* EXTRACTED ENTRIES:
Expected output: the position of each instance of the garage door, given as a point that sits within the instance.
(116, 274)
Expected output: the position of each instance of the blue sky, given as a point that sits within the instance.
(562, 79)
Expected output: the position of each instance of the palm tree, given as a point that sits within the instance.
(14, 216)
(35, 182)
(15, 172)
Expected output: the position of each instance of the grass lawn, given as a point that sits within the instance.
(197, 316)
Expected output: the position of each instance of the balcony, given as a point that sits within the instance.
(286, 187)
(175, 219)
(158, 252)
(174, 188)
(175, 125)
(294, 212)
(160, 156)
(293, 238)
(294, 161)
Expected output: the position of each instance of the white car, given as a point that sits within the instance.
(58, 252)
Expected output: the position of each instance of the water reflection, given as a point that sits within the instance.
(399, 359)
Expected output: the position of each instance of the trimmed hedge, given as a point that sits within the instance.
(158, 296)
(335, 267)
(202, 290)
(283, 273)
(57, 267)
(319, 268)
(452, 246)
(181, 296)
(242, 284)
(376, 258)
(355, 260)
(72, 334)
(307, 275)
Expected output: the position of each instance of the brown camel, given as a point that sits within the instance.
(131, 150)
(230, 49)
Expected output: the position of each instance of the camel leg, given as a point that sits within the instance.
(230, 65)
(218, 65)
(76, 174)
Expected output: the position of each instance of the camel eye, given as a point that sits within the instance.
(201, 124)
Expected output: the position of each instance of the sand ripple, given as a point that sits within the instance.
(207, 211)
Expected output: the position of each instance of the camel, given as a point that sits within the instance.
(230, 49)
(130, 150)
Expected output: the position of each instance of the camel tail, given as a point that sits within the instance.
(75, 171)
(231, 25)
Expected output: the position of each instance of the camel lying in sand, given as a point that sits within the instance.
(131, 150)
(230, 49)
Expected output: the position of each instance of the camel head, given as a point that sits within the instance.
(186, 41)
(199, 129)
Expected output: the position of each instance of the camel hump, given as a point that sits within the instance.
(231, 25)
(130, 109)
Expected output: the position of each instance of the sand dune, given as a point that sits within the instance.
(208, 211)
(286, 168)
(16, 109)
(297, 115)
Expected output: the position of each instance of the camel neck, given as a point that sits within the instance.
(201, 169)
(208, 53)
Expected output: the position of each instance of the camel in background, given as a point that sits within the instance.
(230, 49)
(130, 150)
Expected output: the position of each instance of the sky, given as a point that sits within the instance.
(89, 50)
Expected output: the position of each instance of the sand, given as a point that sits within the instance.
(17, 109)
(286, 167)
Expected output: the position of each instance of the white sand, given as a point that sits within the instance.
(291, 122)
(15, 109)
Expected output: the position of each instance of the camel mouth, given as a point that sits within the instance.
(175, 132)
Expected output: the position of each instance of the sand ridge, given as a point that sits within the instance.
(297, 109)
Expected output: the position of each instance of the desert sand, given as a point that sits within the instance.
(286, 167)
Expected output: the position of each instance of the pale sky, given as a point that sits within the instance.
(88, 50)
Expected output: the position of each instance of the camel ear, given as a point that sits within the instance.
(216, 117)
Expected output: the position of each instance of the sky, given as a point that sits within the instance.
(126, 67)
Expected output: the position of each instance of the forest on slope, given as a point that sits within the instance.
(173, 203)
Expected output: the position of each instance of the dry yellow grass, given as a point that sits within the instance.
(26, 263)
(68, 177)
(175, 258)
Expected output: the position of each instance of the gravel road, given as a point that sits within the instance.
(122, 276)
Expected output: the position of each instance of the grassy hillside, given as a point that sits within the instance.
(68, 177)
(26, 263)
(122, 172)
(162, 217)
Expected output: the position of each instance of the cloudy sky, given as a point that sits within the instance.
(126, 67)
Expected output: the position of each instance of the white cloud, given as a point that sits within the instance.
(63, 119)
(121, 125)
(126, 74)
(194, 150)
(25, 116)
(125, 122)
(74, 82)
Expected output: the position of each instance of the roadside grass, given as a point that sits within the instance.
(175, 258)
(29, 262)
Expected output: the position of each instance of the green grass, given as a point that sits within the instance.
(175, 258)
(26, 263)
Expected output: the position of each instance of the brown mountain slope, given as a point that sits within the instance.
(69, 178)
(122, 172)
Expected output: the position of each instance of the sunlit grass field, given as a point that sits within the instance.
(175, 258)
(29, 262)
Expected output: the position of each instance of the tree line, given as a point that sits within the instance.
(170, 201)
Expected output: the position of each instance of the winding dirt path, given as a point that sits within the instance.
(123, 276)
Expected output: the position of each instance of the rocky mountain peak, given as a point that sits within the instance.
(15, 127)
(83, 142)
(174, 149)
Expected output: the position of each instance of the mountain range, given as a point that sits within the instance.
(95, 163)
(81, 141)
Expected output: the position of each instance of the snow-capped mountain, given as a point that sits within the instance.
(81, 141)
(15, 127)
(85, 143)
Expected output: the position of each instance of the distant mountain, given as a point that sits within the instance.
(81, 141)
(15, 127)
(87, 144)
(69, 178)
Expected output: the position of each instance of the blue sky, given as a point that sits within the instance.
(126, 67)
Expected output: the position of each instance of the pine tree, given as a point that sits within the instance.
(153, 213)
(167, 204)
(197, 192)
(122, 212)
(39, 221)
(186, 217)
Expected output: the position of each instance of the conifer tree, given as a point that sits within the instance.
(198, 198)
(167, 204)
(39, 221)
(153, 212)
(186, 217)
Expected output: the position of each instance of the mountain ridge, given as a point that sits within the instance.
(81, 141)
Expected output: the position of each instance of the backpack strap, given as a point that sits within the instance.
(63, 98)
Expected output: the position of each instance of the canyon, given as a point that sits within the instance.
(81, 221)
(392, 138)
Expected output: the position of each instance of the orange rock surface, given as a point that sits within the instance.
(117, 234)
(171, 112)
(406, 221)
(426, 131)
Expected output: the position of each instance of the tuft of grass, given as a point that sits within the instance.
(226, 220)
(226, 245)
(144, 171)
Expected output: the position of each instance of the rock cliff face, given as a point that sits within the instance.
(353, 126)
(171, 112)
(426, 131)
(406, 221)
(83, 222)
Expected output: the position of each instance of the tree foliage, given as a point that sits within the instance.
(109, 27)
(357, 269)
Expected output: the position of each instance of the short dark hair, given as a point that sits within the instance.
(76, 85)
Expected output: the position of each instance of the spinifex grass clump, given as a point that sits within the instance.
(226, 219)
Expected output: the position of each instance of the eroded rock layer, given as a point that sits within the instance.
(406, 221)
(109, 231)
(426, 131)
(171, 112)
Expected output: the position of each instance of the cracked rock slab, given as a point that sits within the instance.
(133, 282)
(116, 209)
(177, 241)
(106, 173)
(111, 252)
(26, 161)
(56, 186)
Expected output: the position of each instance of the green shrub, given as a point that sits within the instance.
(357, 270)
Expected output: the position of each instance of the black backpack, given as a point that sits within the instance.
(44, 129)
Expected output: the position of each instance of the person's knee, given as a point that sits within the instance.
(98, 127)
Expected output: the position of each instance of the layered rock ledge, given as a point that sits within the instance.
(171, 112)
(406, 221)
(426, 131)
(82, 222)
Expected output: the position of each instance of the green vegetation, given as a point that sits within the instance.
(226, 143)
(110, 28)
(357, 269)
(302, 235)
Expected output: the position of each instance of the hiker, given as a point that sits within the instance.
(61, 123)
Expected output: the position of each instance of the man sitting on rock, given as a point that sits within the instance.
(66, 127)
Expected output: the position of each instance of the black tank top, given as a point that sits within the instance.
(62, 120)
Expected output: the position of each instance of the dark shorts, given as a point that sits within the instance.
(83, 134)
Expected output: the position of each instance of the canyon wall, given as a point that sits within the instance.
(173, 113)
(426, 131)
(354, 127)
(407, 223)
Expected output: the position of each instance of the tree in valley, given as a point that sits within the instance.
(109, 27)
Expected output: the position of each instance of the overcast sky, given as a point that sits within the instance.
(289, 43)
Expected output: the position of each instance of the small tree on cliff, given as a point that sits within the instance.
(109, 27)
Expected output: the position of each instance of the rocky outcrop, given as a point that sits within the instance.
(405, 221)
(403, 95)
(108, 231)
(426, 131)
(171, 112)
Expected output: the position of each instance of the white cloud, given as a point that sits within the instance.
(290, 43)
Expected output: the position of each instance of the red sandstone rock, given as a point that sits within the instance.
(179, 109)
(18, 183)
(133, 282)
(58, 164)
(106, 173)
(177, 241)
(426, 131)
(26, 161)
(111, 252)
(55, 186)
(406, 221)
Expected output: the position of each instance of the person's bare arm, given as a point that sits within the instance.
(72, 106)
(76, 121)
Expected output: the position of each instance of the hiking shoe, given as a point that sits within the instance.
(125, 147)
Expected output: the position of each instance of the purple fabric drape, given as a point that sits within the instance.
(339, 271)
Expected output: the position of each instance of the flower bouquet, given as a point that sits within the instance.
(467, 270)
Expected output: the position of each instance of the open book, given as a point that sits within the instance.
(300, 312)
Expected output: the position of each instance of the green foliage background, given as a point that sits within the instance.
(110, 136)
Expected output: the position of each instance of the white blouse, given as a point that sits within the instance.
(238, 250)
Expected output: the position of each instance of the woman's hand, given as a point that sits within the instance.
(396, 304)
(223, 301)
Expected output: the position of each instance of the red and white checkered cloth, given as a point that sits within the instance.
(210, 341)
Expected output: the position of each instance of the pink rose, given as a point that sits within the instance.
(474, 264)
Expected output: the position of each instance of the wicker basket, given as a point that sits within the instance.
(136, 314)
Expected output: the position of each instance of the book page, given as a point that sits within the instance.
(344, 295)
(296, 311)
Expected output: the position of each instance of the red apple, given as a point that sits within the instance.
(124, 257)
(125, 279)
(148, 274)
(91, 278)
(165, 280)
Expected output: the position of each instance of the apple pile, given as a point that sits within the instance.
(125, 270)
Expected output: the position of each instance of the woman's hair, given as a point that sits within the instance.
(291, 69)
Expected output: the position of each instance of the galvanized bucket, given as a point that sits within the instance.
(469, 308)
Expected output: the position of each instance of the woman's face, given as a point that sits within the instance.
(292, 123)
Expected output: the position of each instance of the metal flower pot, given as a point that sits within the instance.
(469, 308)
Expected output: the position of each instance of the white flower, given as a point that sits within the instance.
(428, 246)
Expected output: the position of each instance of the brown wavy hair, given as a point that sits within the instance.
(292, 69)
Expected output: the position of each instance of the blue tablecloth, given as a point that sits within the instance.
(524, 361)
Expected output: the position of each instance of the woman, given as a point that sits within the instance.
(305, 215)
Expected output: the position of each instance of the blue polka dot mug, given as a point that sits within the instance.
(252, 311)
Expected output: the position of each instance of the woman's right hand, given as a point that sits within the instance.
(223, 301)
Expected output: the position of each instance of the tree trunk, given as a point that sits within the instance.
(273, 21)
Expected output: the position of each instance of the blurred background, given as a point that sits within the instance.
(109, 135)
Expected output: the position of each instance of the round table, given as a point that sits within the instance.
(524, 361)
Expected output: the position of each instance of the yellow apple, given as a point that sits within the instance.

* WHAT TO PRODUCE:
Extract every line from the one with "Expected output: the position of each instance of the brown wavy" down to the final line above, both included, exactly as written.

* ANSWER TO THE EXERCISE:
Expected output: the position of each instance of the brown wavy hair, given as a point that sits within the instance.
(292, 69)
Expected output: the position of each instance of the blue tablecloth, given as a point that sits within the instance.
(524, 361)
Expected output: the position of each instance of the woman, given as a point that sits within the instance.
(305, 215)
Expected output: the position of each instance of the blue polka dot mug, given as a point that sits within the instance.
(252, 311)
Expected output: the position of each instance of the woman's right hand, given as a point that sits within the instance.
(223, 301)
Expected output: the position of each instance of the tree trunk, given as a point that sits within the instance.
(273, 21)
Expected output: the position of each instance of the blurred background, given as a point that sits within the instance.
(109, 135)
Expected output: the position of each instance of the round table, given as a point that sits within the instance.
(524, 361)
Expected output: the position of each instance of the yellow apple, given as a point that sits within the instance.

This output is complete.